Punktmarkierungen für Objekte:

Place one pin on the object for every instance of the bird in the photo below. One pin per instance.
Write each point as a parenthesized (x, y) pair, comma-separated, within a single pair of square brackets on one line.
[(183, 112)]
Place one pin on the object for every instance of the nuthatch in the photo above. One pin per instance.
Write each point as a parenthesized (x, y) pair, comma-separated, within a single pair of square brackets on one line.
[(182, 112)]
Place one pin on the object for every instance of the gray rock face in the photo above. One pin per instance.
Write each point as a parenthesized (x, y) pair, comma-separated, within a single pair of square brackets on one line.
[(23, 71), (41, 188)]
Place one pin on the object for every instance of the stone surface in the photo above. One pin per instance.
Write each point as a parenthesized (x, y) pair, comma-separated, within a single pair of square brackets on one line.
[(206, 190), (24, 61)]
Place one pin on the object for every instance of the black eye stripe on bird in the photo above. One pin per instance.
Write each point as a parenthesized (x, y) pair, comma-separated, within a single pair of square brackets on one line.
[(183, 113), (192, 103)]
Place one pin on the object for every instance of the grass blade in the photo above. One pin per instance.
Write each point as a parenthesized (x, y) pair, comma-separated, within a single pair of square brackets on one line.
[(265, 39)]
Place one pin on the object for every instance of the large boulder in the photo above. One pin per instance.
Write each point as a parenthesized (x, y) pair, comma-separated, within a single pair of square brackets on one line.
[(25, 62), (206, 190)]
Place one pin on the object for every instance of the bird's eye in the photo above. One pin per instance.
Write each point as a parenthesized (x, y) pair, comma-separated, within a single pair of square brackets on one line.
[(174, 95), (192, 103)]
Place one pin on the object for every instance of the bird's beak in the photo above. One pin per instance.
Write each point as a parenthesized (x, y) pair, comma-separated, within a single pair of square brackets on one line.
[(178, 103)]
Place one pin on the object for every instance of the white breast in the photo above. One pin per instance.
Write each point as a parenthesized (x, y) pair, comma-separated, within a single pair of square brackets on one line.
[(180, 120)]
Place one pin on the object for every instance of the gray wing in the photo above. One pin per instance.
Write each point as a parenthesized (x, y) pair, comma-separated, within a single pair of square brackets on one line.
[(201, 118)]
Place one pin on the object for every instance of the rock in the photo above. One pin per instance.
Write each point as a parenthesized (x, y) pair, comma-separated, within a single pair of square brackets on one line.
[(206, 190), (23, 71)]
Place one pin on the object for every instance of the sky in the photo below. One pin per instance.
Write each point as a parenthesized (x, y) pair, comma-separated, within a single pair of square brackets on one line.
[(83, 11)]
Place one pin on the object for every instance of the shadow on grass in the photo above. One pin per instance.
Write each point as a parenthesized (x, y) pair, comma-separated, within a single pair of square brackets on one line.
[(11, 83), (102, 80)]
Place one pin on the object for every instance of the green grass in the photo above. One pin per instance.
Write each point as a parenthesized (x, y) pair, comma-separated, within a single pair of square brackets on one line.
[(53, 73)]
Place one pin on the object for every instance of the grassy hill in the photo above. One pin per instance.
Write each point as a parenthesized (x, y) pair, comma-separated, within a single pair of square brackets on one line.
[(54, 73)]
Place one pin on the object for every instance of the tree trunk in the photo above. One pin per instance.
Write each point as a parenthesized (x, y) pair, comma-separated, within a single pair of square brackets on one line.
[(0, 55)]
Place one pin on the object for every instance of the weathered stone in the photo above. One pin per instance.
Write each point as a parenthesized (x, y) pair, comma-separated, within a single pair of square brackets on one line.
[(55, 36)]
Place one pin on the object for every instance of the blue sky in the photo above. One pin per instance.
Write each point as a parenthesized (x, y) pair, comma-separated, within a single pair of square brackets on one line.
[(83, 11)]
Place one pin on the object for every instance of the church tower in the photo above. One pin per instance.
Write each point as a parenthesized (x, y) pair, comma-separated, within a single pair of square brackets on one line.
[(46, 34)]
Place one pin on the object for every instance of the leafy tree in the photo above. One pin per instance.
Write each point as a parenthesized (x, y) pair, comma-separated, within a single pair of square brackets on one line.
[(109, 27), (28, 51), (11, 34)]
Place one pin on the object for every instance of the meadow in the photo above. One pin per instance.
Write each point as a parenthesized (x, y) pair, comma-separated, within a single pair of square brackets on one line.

→ **Aufgabenstellung**:
Gib das gesamte Material oben als JSON-Liste von Zeichenketten wieder, mit einem Eintrag pro Zeile und ohne Leerzeilen.

→ **Lösung**:
[
  "Place one pin on the object for every instance of the bird in the photo below. One pin per instance.",
  "Write each point as a parenthesized (x, y) pair, comma-separated, within a single pair of square brackets on one line.",
  "[(183, 112)]",
  "Place one pin on the object for every instance of the nuthatch in the photo above. One pin per instance.",
  "Write each point as a parenthesized (x, y) pair, comma-separated, within a single pair of square brackets on one line.",
  "[(182, 112)]",
  "Place one pin on the object for every instance of the gray rock face in the photo above. One pin per instance.",
  "Write each point as a parenthesized (x, y) pair, comma-separated, within a single pair of square brackets on one line.",
  "[(23, 71), (41, 188)]",
  "Place one pin on the object for every instance of the stone surface in the photo above. One pin per instance.",
  "Write each point as a parenthesized (x, y) pair, comma-separated, within a single pair of square brackets on one line.",
  "[(206, 190), (24, 61)]",
  "Place one pin on the object for every instance of the black eye stripe on bird in the photo above. One pin per instance.",
  "Write each point as a parenthesized (x, y) pair, comma-separated, within a single pair of square brackets on one line.",
  "[(183, 113), (192, 103)]",
  "Place one pin on the object for every instance of the grass blade in the photo above. One pin per instance.",
  "Write each point as a parenthesized (x, y) pair, comma-separated, within a single pair of square brackets on one line.",
  "[(265, 39)]",
  "Place one pin on the object for every instance of the large boulder in the photo above. One pin per instance.",
  "Write each point as a parenthesized (x, y) pair, comma-separated, within a single pair of square brackets on one line.",
  "[(25, 62), (206, 190)]",
  "Place one pin on the object for every instance of the bird's eye in the photo above. One pin per instance.",
  "Write each point as a parenthesized (x, y) pair, comma-separated, within a single pair of square brackets on one line.",
  "[(174, 95), (192, 103)]",
  "Place one pin on the object for every instance of the bird's beak in the photo above. One pin per instance.",
  "Write each point as a parenthesized (x, y) pair, comma-separated, within a single pair of square brackets on one line.",
  "[(178, 103)]",
  "Place one pin on the object for every instance of the white breast in the photo above. One pin per instance.",
  "Write each point as a parenthesized (x, y) pair, comma-separated, within a single pair of square brackets on one line.",
  "[(180, 120)]",
  "Place one pin on the object for every instance of the gray wing in the photo above. One pin per instance.",
  "Write each point as a parenthesized (x, y) pair, comma-separated, within a single pair of square brackets on one line.",
  "[(201, 118)]",
  "Place one pin on the object for every instance of the rock in the photo above. One pin per instance.",
  "Write each point as a parenthesized (x, y) pair, comma-separated, within a single pair of square brackets on one line.",
  "[(206, 190), (23, 71)]",
  "Place one pin on the object for every instance of the sky in the photo below. One pin per instance.",
  "Write each point as a parenthesized (x, y) pair, comma-separated, within a single pair of square brackets on one line.",
  "[(83, 11)]",
  "Place one pin on the object for every instance of the shadow on grass in the photo above. One pin per instance.",
  "Write each point as a parenthesized (x, y) pair, comma-separated, within a single pair of square brackets on one line.",
  "[(11, 83), (102, 80)]",
  "Place one pin on the object for every instance of the green grass in the photo above. One pin per instance.",
  "Write each point as a parenthesized (x, y) pair, comma-separated, within a single pair of square brackets on one line.",
  "[(53, 73)]",
  "Place one pin on the object for every instance of the grassy hill in the photo above. One pin per instance.",
  "Write each point as a parenthesized (x, y) pair, comma-separated, within a single pair of square brackets on one line.",
  "[(54, 73)]",
  "Place one pin on the object for every instance of the tree trunk in the photo above. One pin per instance.",
  "Write each point as a parenthesized (x, y) pair, comma-separated, within a single pair of square brackets on one line.",
  "[(0, 55)]",
  "Place one pin on the object for every instance of the weathered stone in the photo above. One pin per instance.",
  "Write each point as a parenthesized (x, y) pair, comma-separated, within a single pair of square brackets on one line.",
  "[(55, 36)]",
  "Place one pin on the object for every instance of the blue sky in the photo above. One pin per instance.",
  "Write each point as a parenthesized (x, y) pair, comma-separated, within a single pair of square brackets on one line.",
  "[(83, 11)]",
  "Place one pin on the object for every instance of the church tower in the photo above. One pin per instance.",
  "Write each point as a parenthesized (x, y) pair, comma-separated, within a single pair of square brackets on one line.",
  "[(46, 34)]",
  "Place one pin on the object for every instance of the leafy tree in the photo above. One pin per instance.",
  "Write each point as a parenthesized (x, y) pair, comma-separated, within a single pair of square brackets on one line.",
  "[(109, 27), (28, 51), (11, 34)]",
  "Place one pin on the object for every instance of the meadow in the photo above. One pin per instance.",
  "Write each point as a parenthesized (x, y) pair, comma-separated, within a single pair of square brackets on one line."
]